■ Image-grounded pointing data

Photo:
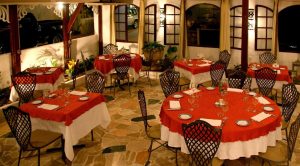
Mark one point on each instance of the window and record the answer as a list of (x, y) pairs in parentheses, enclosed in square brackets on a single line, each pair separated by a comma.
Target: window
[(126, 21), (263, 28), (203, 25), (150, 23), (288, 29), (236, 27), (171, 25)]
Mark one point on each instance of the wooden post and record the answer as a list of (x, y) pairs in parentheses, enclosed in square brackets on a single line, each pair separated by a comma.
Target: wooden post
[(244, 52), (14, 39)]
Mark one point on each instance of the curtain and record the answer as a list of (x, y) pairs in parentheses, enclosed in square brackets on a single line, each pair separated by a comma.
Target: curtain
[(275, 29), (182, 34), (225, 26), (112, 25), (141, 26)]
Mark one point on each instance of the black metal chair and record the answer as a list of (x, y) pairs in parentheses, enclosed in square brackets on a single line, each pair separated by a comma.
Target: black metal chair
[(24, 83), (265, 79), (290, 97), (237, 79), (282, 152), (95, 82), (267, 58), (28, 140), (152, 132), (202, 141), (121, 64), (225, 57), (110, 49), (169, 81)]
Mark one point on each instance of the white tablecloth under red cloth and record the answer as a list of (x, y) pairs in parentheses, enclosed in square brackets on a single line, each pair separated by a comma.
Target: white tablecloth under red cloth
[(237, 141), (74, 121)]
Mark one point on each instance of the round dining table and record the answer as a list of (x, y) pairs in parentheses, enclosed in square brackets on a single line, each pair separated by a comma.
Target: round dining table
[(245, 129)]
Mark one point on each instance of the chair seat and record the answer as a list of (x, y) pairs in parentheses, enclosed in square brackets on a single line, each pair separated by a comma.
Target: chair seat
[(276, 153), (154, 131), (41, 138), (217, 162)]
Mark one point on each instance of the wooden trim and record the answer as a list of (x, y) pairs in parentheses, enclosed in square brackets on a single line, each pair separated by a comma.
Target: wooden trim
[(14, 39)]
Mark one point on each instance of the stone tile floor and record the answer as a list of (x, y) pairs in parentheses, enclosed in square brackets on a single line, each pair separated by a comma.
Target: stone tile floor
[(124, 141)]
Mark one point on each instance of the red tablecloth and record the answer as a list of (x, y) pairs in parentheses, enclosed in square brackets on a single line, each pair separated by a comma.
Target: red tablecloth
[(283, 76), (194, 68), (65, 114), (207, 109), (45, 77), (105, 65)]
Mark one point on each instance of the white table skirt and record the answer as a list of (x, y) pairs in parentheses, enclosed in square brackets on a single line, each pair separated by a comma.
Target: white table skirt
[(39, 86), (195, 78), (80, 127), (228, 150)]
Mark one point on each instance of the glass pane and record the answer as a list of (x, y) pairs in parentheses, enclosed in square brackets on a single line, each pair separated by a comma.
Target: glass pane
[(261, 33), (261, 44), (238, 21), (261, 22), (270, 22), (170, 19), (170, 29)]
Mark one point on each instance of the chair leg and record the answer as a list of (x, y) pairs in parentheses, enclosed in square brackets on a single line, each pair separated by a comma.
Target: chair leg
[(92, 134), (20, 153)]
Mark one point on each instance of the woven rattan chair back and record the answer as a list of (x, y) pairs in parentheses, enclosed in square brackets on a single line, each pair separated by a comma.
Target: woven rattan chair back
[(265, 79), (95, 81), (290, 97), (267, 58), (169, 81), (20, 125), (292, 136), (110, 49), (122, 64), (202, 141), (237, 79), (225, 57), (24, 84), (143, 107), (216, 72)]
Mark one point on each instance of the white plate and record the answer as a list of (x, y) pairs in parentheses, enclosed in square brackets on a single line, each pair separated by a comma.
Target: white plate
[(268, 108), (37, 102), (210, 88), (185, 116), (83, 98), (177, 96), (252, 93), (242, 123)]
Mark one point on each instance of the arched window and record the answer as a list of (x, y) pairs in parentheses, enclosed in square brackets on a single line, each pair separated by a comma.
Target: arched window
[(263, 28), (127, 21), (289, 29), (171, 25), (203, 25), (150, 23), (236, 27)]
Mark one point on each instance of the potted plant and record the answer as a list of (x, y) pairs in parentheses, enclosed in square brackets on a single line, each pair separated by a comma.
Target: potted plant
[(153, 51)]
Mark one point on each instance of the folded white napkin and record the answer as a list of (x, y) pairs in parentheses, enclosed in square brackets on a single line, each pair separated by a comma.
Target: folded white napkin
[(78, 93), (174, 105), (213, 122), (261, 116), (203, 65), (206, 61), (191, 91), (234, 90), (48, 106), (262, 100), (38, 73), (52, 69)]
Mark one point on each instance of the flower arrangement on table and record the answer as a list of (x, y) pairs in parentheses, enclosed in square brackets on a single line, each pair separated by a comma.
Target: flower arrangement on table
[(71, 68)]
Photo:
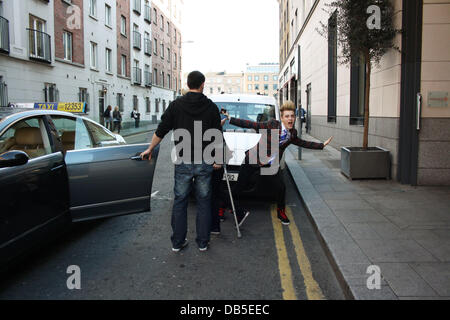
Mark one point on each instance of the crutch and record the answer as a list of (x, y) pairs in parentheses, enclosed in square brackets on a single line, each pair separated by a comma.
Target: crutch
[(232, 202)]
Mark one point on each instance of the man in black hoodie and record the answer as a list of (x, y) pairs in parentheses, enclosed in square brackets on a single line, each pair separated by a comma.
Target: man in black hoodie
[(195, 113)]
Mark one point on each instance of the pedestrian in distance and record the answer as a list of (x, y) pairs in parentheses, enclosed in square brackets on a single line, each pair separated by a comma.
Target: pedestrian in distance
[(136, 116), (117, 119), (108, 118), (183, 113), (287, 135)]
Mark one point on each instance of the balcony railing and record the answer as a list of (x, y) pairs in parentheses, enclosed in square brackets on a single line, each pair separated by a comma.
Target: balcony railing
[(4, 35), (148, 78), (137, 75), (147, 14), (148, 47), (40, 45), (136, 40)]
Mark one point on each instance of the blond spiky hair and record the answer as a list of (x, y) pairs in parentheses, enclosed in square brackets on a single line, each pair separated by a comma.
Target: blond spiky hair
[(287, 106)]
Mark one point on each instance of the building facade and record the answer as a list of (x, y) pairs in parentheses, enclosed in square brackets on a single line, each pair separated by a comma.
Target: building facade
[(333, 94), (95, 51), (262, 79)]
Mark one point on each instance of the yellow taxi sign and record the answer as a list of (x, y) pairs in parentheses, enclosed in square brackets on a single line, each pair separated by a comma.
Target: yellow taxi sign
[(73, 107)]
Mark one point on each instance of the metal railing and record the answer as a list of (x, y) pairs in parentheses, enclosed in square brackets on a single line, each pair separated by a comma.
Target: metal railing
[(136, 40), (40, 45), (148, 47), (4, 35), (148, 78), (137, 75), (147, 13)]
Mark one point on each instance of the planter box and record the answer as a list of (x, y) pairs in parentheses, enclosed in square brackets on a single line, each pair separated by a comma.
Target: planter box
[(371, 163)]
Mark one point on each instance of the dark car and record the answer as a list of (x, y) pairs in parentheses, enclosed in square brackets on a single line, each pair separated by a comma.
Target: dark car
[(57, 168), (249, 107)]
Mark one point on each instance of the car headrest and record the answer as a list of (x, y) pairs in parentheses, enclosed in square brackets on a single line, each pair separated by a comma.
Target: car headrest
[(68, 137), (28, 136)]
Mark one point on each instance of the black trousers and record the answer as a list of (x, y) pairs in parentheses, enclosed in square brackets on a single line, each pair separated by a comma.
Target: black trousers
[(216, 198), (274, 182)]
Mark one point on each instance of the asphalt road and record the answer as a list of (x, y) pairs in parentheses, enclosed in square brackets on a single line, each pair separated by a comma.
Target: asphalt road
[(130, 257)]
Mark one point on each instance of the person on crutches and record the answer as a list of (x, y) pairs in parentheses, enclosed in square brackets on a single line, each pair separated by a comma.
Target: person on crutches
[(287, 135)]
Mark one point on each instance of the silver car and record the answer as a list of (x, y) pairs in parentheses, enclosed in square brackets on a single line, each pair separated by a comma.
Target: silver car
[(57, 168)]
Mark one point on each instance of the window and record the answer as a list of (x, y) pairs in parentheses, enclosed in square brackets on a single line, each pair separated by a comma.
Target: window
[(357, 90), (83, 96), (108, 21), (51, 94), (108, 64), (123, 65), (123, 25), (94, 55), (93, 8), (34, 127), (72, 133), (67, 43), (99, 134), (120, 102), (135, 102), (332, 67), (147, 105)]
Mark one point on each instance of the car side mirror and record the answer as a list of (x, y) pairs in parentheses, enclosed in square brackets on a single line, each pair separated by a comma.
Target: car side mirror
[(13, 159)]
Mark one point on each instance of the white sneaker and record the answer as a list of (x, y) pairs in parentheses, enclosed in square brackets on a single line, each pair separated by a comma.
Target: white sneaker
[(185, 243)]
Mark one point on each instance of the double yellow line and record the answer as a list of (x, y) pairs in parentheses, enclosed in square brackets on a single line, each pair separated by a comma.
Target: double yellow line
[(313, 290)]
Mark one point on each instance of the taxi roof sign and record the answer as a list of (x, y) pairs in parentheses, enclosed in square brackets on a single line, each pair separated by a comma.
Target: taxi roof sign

■ WHAT IS BEING ASKED
The required output is the stretch of entries above from the line containing "Target: pedestrian in distance" through the line containing "Mark one point on each instance of the balcony", reproduced exactly.

■ TASK OUTPUT
Target: pedestrian in distance
[(136, 116), (117, 119), (108, 118), (183, 113), (287, 135)]
Mark one point on each instance of the balcony railing and record the answer as a list of (x, y) pairs in parentheses, enclosed in square brackets on a single line, each pair separated by a comma.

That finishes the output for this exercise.